- _TEXTO DE LECTURA_
• • • • • • •

Al principio parecen unas vacaciones.
No nos preocupamos demasiado porque pensamos que se trata de una
situación temporal y que, tarde o temprano, encontraremos ese soñado
empleo que nos vuelva a colocar en el mundo laboral. Empezamos a
mirar anuncios, redactar una buena carta de motivación, maquillar
nuestro currículum para que sea más atractivo y enviarlo a las
empresas en que soñamos trabajar. Incluso nos arriesgamos a ir allí
y enfrentarnos a la secretaria que no quiere perder el tiempo con
nosotros, pero que acaba cogiendo nuestra espontánea candidatura. De
vuelta a casa, las horas pasan lentas mientras esperamos que el
teléfono suene y revisamos el correo electrónico deseando ver una
respuesta o la proposición de una entrevista. Y, como todo lo que se
repite durante demasiado tiempo, ese esperanzador ritual acaba
cansando. Mientras los meses pasan, la confianza disminuye. Cada vez
resulta más difícil levantarse por las mañanas para luchar y
aparentar en las escasas entrevistas que somos la persona que esa
empresa necesita. Nos cuesta fingir la seguridad que hace tiempo
perdimos. Con el paso del tiempo nos sentimos más inútiles,
incapaces de abandonar una espiral que nos arrastra hasta las
profundidades de un oscuro lugar. Hasta que un día sucede lo
inesperado, recibimos la llamada en que ya no creíamos y vemos la
luz al final del túnel.

• • • • • • •

[Listado sin procesar]
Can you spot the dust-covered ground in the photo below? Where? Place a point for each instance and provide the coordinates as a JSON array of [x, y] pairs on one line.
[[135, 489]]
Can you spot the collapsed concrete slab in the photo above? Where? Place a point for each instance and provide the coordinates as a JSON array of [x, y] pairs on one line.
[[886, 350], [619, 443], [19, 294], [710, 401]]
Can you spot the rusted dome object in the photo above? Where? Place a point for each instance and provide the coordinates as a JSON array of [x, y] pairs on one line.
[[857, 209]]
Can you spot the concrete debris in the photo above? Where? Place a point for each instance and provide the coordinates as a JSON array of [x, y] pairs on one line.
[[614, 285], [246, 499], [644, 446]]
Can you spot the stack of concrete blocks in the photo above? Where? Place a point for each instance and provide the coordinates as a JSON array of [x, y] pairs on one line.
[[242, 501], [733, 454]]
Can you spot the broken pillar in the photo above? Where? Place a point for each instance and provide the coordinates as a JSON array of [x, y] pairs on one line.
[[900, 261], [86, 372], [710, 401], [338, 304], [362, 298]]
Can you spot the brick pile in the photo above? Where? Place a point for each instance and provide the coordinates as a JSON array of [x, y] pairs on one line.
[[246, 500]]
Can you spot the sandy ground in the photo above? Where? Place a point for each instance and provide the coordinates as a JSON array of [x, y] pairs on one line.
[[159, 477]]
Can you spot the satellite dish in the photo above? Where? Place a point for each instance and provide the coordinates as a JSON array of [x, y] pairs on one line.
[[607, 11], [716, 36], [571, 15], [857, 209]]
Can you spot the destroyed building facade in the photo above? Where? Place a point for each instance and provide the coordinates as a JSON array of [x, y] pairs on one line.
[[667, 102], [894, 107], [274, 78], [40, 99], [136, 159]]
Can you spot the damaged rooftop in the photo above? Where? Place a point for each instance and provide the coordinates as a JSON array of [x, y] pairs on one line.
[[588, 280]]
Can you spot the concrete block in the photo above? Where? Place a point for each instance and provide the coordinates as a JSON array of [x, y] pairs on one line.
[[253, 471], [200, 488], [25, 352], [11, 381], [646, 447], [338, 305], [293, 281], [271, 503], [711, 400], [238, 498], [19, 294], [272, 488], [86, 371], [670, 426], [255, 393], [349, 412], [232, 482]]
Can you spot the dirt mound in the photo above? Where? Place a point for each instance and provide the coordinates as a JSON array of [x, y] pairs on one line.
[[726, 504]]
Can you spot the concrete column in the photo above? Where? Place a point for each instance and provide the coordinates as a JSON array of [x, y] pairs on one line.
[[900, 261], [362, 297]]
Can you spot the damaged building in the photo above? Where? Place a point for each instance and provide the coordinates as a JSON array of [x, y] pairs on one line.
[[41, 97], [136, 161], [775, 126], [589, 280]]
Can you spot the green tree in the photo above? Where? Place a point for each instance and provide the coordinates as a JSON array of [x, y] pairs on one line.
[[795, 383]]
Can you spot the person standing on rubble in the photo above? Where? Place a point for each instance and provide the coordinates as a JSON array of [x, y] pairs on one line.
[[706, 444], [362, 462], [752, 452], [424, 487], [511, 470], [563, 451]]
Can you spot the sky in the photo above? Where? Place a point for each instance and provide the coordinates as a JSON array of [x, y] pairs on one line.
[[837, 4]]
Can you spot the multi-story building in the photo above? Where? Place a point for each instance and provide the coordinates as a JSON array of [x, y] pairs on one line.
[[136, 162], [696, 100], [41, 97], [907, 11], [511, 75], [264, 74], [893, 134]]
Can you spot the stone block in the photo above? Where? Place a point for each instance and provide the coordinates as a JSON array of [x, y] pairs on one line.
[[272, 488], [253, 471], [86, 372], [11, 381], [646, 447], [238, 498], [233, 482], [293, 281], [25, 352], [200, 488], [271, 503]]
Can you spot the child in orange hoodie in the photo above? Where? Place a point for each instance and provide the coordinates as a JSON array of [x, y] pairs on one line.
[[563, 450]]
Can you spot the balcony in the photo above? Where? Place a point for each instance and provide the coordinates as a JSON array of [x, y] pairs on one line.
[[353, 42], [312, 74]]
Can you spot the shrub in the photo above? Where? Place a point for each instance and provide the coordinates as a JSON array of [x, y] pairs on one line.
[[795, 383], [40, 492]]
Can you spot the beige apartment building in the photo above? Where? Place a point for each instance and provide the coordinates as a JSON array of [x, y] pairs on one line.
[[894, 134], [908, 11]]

• • • • • • •

- _INSTRUCCIONES DE TRABAJO_
¿Puedes continuar el texto sobre la búsqueda de empleo a partir de su última frase? Este listado procede de otra fuente.

- _LA RESPUESTA_
La sociedad nos programa para que el
trabajo sea el eje de nuestras vidas. Por eso su ausencia nos
desorienta hasta cuestionar el sentido de nuestra existencia. Una
actividad nos hace sentir útiles: el hecho de servir a la
colectividad nos llena, pero a la vez nos silencia, nos aleja de lo
que de verdad importa. Mientras estamos ocupados, no nos hacemos
preguntas que para muchos resultan incómodas. La sociedad nos
debería incitar a realizarnos como personas y tratar el trabajo como
algo accesorio, y a la vez necesario, en esa búsqueda personal. Pero
el mundo consumista en que vivimos nos trata como el hámster
obligado a correr en una rueda creada por otros. Tenemos que comer y
mantener a los nuestros, consumir en un mundo que no distingue entre
necesidades básicas y lujos innecesarios. Sólo cuando lleguemos al
final de nuestros días seremos capaces de distinguir lo superfluo de
lo importante, cuando nos olvidemos del tiempo perdido en el trabajo
y sólo recordemos aquél pasado junto a los nuestros.